EXERCISE OBJECTIVE:
Render every line of the entries below as a Markdown table with two columns, No. for the row number and Line for the text of the line, and omit blank lines.

SUPPLIED RECORDS:

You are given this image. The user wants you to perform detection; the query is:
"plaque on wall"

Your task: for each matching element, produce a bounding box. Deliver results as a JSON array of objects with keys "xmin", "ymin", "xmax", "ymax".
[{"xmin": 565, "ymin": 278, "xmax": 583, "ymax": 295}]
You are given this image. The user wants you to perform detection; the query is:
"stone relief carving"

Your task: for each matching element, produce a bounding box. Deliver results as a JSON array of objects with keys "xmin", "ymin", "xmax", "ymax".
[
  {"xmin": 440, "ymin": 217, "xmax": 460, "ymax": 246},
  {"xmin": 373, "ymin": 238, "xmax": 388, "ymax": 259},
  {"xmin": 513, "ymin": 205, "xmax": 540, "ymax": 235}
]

COMPLETE ANSWER:
| No. | Line |
|---|---|
| 1 | You are given this image. The user wants you to perform detection; the query is: |
| 2 | "plaque on wall" |
| 3 | Your task: for each matching element, produce a bounding box. Deliver results as a JSON array of objects with keys "xmin", "ymin", "xmax", "ymax". |
| 4 | [{"xmin": 565, "ymin": 278, "xmax": 583, "ymax": 295}] |
| 5 | You are given this image. The user wants you to perform detection; the query is: |
| 6 | "stone relief carving" |
| 7 | Your task: for each matching element, produce a bounding box. Deliver results as a JSON array of objects with keys "xmin", "ymin", "xmax", "ymax". |
| 8 | [ |
| 9 |   {"xmin": 440, "ymin": 217, "xmax": 460, "ymax": 246}, |
| 10 |   {"xmin": 373, "ymin": 238, "xmax": 388, "ymax": 259}, |
| 11 |   {"xmin": 513, "ymin": 205, "xmax": 540, "ymax": 235} |
| 12 | ] |